═════ Extracted entries ═════
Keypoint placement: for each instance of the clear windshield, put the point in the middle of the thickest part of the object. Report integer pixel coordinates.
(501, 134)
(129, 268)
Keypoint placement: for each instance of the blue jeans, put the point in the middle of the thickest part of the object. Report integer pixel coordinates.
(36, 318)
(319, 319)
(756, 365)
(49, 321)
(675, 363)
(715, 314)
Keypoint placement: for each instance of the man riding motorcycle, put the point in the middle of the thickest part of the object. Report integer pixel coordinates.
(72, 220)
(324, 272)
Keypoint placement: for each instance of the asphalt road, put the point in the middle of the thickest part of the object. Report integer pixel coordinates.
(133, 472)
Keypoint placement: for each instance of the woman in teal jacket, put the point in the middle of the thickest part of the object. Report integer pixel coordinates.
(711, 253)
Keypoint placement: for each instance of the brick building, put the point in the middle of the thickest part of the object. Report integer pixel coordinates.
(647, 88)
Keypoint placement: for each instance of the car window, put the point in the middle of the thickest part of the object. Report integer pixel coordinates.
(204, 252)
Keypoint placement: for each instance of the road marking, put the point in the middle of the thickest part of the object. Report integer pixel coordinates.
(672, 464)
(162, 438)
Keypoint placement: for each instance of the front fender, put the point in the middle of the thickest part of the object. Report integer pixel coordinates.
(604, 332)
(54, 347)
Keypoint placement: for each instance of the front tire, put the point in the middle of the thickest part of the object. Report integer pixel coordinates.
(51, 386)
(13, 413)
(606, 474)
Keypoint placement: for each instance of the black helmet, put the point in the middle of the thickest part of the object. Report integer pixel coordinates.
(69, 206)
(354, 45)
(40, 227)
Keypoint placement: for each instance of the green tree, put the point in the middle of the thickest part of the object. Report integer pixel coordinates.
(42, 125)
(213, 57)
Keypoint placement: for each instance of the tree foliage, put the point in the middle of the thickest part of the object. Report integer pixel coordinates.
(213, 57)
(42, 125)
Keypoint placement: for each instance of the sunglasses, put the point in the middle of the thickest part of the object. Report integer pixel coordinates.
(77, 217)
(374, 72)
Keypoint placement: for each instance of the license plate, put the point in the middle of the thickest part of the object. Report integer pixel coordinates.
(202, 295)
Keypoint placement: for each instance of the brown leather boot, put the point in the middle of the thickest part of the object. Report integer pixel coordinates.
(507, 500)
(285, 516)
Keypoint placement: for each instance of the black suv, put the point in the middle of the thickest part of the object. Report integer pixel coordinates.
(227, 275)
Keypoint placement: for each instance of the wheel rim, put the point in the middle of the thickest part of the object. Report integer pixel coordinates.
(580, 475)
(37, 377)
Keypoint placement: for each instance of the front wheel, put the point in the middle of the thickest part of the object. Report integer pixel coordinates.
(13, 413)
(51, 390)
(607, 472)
═════
> [Exercise goal]
Transcribe each entry above exactly as it reads.

> [Expected output]
Keypoint placement: for each instance of the clear windshield, put the point in the middle of the thickest part of the object. Report integer pixel coordinates.
(501, 134)
(129, 268)
Keypoint placement: for each instance of the blue jeans, put the point in the middle of the thickest part of the object. Report integer pixel coordinates.
(36, 318)
(319, 319)
(756, 365)
(49, 321)
(675, 363)
(715, 314)
Keypoint placement: for each instance of the man riding motorcycle, put the point in the middle of the thickest part of the object. Report integer pixel coordinates.
(72, 220)
(324, 272)
Keypoint placement: for each instance of the asphalt road, put the point in the middle of the thickest part of the object. Report integer pixel coordinates.
(133, 472)
Keypoint placement: for each instance of the woman in teal jacket, put the point in the middle of the thickest part of the object. Report integer pixel coordinates.
(711, 253)
Keypoint placement: for each instance of the brick building, put the point in the middle of the thickest part of the object. Report integer pixel coordinates.
(647, 88)
Keypoint placement: for each instance of the car window, put the point in the middle of the thickest part of the object. Report integer pixel coordinates.
(204, 252)
Keypoint placement: for each instance of the road marking, put the point in the middle of the thickest part of the object. Report integer pixel coordinates.
(672, 464)
(162, 438)
Keypoint placement: for each instance of the front fender, put the point in the middle of the thickest part of the object. Report integer pixel coordinates.
(604, 332)
(54, 347)
Keypoint placement: for each instance of the front tire, put the point in the middle of the thickest part of the object. Report integer pixel coordinates.
(51, 386)
(13, 413)
(606, 474)
Keypoint placement: for each instance of the black helmet, put the point in the middle of the thickest part of the object. Report integer pixel coordinates.
(69, 206)
(354, 45)
(40, 227)
Keypoint placement: for each instance of the green tree, put the point in the middle of the thickest part of the object. Report integer pixel coordinates.
(42, 125)
(213, 57)
Keypoint placement: for each instance of the tree foliage, put the point in the middle of the thickest part of the object. Report integer pixel coordinates.
(213, 57)
(42, 125)
Keypoint placement: for each instance of the sunglasses, put the point in the middle of the thickest part of the object. Report integer pixel coordinates.
(77, 217)
(374, 72)
Keypoint placement: for each instance of the license plate, put the point in the middle of the thickest part of the object. Report integer pixel coordinates.
(202, 295)
Keypoint placement: for each instance of the brown leather boot, put the point in the middle of the thickest part of the object. Report integer pixel coordinates.
(507, 500)
(285, 516)
Keypoint placement: for each instance of the black suv, put the point in the middle of the thickest part of the object. Report integer pixel coordinates.
(227, 275)
Keypoint placement: for each instance of the wheel rim, put the point in the middle of the thickest part of the object. Report integer pixel coordinates.
(580, 475)
(37, 377)
Keypoint placement: for each instance of the front wheel, put the point in the middle of the thickest part of the object. Report integer pixel coordinates.
(13, 413)
(51, 390)
(607, 472)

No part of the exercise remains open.